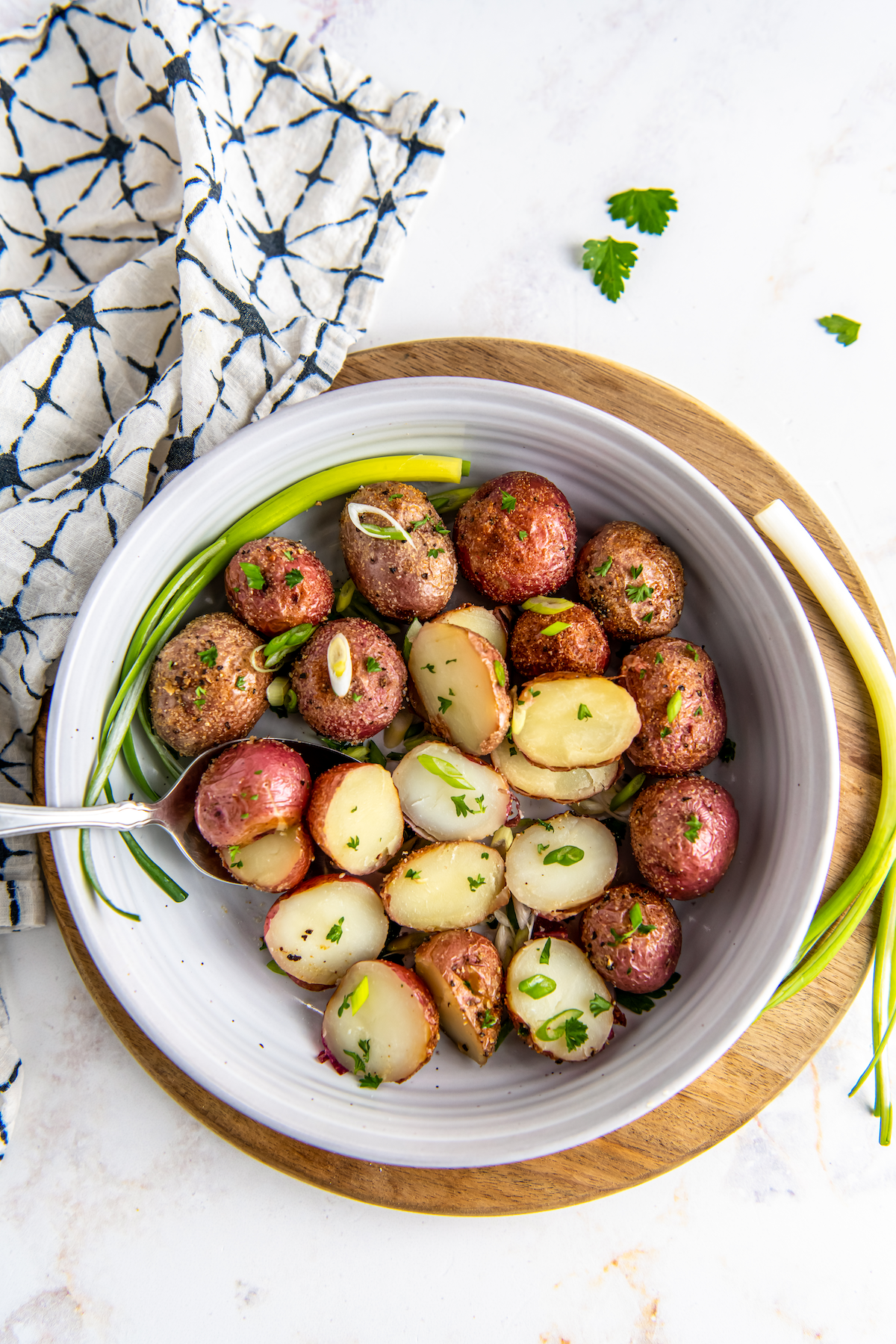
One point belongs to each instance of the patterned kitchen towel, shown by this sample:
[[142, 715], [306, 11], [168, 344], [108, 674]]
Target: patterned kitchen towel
[[195, 213]]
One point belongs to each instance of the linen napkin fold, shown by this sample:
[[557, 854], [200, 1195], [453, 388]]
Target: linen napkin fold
[[195, 211]]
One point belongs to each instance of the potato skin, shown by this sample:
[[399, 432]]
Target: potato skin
[[644, 961], [398, 578], [660, 819], [581, 648], [277, 606], [638, 559], [250, 789], [494, 558], [195, 707], [697, 732], [379, 692]]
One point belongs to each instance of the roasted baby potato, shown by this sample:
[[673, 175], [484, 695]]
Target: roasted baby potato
[[461, 685], [374, 694], [465, 976], [448, 796], [571, 640], [319, 930], [276, 584], [355, 816], [563, 721], [398, 578], [682, 707], [516, 538], [381, 1024], [559, 785], [633, 939], [203, 690], [635, 582], [445, 886], [561, 865], [684, 835], [250, 789], [558, 1001]]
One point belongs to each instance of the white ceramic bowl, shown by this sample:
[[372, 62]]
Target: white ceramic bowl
[[193, 976]]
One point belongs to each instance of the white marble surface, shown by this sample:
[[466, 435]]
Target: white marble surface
[[124, 1219]]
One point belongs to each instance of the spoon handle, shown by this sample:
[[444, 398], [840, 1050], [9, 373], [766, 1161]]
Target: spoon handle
[[18, 819]]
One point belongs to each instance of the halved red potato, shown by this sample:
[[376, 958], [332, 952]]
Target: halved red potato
[[445, 886], [558, 785], [276, 862], [461, 685], [323, 927], [382, 1023], [355, 816], [465, 976], [558, 1001], [563, 721], [487, 621], [449, 796], [561, 865]]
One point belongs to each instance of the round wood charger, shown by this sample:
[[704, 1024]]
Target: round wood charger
[[775, 1048]]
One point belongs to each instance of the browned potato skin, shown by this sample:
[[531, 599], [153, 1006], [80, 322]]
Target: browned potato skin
[[277, 606], [381, 691], [472, 969], [632, 546], [672, 865], [223, 712], [697, 732], [644, 961], [491, 551], [396, 578], [582, 648]]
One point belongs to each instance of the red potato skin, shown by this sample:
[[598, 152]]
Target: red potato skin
[[645, 961], [491, 551], [381, 692], [228, 783], [672, 865], [277, 606], [581, 648], [696, 735]]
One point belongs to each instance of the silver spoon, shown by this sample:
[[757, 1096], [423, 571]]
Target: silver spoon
[[173, 812]]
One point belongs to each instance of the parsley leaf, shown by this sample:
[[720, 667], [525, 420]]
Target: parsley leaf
[[649, 210], [844, 329], [612, 262]]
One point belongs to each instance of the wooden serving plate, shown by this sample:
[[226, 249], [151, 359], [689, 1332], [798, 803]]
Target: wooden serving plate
[[775, 1048]]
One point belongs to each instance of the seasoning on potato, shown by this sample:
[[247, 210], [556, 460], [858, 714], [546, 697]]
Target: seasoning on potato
[[682, 710], [516, 538], [635, 582], [276, 584], [684, 835], [203, 688], [406, 571], [633, 937]]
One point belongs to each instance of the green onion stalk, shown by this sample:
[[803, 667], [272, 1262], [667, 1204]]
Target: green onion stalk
[[840, 915], [164, 615]]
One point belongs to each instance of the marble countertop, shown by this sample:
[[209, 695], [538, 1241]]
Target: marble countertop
[[122, 1218]]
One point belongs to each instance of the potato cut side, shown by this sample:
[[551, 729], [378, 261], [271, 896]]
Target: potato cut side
[[447, 796], [465, 976], [461, 683], [316, 933], [574, 721], [481, 620], [561, 1003], [559, 785], [355, 816], [274, 862], [445, 886], [561, 865], [382, 1023]]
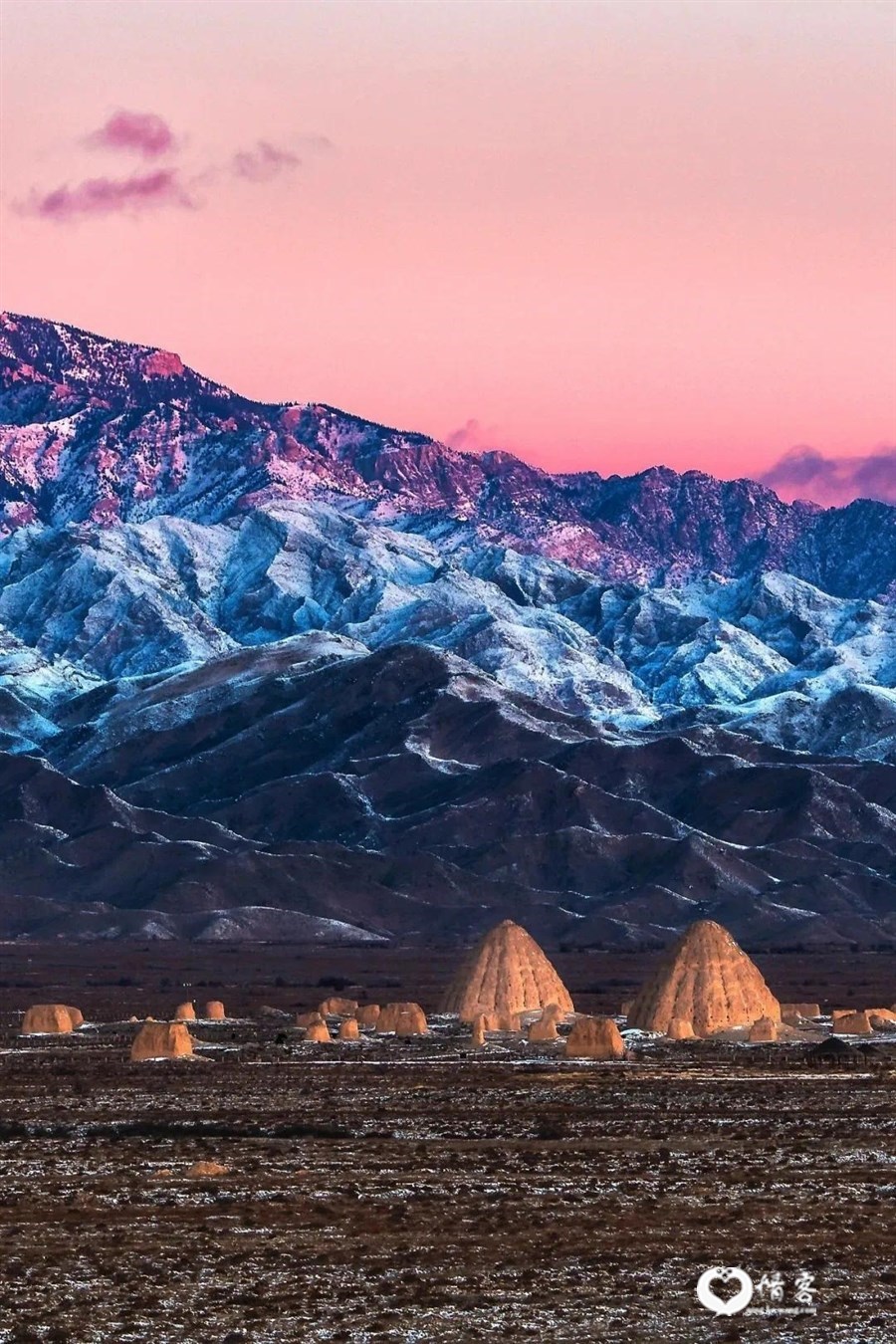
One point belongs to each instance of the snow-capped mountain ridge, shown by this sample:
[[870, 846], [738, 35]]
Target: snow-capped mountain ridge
[[404, 691], [95, 430]]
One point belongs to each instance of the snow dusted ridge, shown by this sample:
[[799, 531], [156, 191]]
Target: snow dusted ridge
[[769, 653], [278, 672]]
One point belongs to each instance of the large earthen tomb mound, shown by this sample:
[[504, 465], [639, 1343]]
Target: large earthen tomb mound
[[707, 980], [506, 974]]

----

→ **Task to complete**:
Change every "Target" in all of the records above to "Label", keeping everything else the same. Leave the pictures out of your answer.

→ **Answer to the task**:
One point belongs to each instance of the patterned kitchen towel, shown by this sample:
[[142, 715], [306, 11], [168, 344], [108, 674]]
Label: patterned kitchen towel
[[195, 213]]
One point belongs to each instance of the linen napkin fold, shown by this sample:
[[557, 854], [200, 1195], [453, 388]]
Label: linen napkin fold
[[195, 211]]
One point belongs to each instance of the potato skin, shown by this sample:
[[399, 432]]
Label: potato skin
[[644, 961], [398, 578], [660, 819], [581, 648], [277, 606], [638, 559], [250, 789], [494, 558], [195, 707], [697, 732], [379, 692]]
One point belongs to each instance of the roasted baby potato, shown by this sample:
[[673, 175], [484, 695]]
Label: roasted baby potato
[[461, 685], [374, 694], [465, 976], [448, 796], [571, 640], [319, 930], [276, 584], [355, 816], [563, 721], [398, 578], [682, 707], [516, 538], [381, 1024], [559, 785], [633, 939], [203, 690], [635, 582], [445, 886], [561, 865], [684, 835], [250, 789], [558, 1001]]
One point belongs to each instance of the white ceramic bowl, shown by this sample:
[[372, 62]]
Label: white ceramic bowl
[[193, 976]]
One point belongs to each instance of the white marble surface, shown by this sample:
[[466, 435]]
Label: white marble surface
[[124, 1219]]
One point belongs to each instance of the spoon handle, shown by this sample:
[[444, 398], [840, 1050], [9, 373], [766, 1161]]
Label: spoon handle
[[18, 819]]
One point belongs to each instance of the halved red potato, shown by this sample:
[[376, 958], [332, 952]]
Label: halved red potato
[[445, 886], [558, 785], [276, 862], [461, 685], [323, 927], [382, 1023], [355, 816], [465, 976], [558, 1001], [563, 721], [487, 621], [449, 796], [561, 865]]
One point belongs to each instance of the round wood charger, shown by this sample:
[[704, 1024]]
Label: round wood charger
[[775, 1048]]
One point belongs to each instance of the browned potato skin, shown by this sample:
[[531, 599], [153, 1006], [80, 322]]
Label: browned potato skin
[[277, 606], [381, 691], [472, 969], [632, 546], [672, 865], [223, 712], [697, 732], [644, 961], [491, 551], [396, 578], [582, 648]]
One point belongs to each instance of the red potato skin, shown by this sample:
[[598, 152]]
Label: red potato skin
[[645, 961], [491, 551], [381, 692], [228, 783], [672, 865], [277, 606], [581, 648], [696, 735]]
One point belongs to each instance of the silver spoon, shown by this sample:
[[757, 1096], [423, 571]]
Label: silver spoon
[[173, 812]]
One point belongs to each instance of the parsley leaf, shown by this sample:
[[720, 667], [525, 420]]
Label: parsley leaf
[[649, 210], [844, 329], [612, 262]]
One point belongs to each instance of the wooden serving plate, shown by this sample:
[[226, 249], [151, 359], [689, 1332], [798, 803]]
Label: wooden serving plate
[[775, 1048]]
One point belongs to each instance of the seasoning on potato, shown by this sample:
[[247, 210], [556, 460], [858, 714], [546, 697]]
Label: seasoning on potato
[[682, 710], [516, 538], [635, 582], [276, 584], [684, 835], [203, 688], [406, 571], [633, 937]]
One point belongs to each instance of the green onion stalk, shown by this sample:
[[803, 667], [272, 1262], [667, 1204]]
Label: green onion stalk
[[840, 915], [164, 615]]
One point belongs to each instance of the marble countertop, shown by this sample:
[[209, 695], [538, 1241]]
Label: marble countertop
[[122, 1218]]
One point belongs to each instance of the potato cut side, shown by this sample:
[[551, 729], [378, 261], [271, 896]]
Label: potato cut side
[[447, 796], [465, 976], [461, 683], [316, 933], [574, 721], [481, 620], [561, 1003], [559, 785], [355, 816], [274, 862], [445, 886], [561, 865], [382, 1023]]
One point belongs to each instance of the snow-capped mountain ridge, shown by this sample:
[[870, 846], [738, 35]]
Label: snow-capped mountain ridge
[[404, 691], [95, 430]]
One point belongs to each instance of the snow dusted ridge, shown by this sample:
[[799, 531], [156, 191]]
Label: snow dusted ridge
[[769, 653], [278, 672]]
One point belongs to each instance of the large earthen tomb mound, shown by this sample:
[[504, 465], [639, 1343]]
Label: large earthen tomb mound
[[707, 980], [506, 974]]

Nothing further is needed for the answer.